**Supplied records**
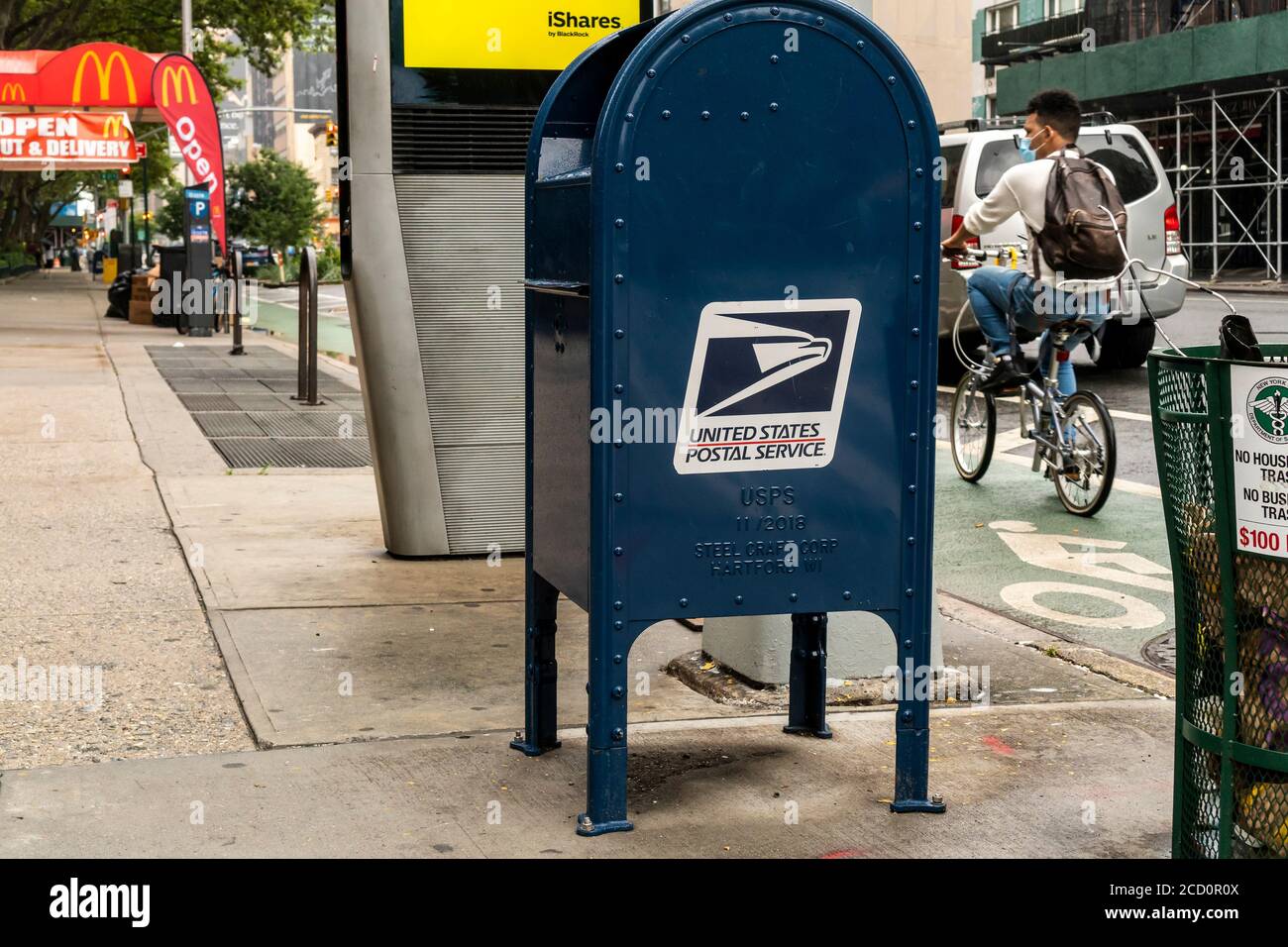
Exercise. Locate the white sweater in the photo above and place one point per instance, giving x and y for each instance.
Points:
(1020, 191)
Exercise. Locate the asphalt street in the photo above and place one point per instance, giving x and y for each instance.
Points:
(1008, 544)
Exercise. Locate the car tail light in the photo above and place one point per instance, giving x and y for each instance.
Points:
(964, 263)
(1172, 232)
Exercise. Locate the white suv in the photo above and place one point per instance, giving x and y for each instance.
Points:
(978, 154)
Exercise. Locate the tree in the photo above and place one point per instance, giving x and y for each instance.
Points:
(273, 202)
(261, 30)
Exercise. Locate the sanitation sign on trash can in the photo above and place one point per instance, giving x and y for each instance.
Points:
(1260, 397)
(732, 329)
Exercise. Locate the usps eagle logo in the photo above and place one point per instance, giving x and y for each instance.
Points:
(767, 385)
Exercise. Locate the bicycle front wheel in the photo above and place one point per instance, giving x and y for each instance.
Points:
(974, 429)
(1091, 457)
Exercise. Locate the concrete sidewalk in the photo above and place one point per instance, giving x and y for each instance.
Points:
(275, 684)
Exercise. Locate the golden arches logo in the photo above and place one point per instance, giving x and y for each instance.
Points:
(176, 77)
(104, 76)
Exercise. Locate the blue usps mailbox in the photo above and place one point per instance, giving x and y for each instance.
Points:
(732, 292)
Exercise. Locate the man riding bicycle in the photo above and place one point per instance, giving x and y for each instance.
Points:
(1031, 302)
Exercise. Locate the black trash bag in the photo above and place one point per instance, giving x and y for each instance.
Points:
(1237, 341)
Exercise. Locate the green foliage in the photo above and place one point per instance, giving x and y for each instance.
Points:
(273, 202)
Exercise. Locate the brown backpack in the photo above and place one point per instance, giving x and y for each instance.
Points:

**Task item**
For the listing above, state the number of lines that contain the word "usps" and nothing more.

**Task response**
2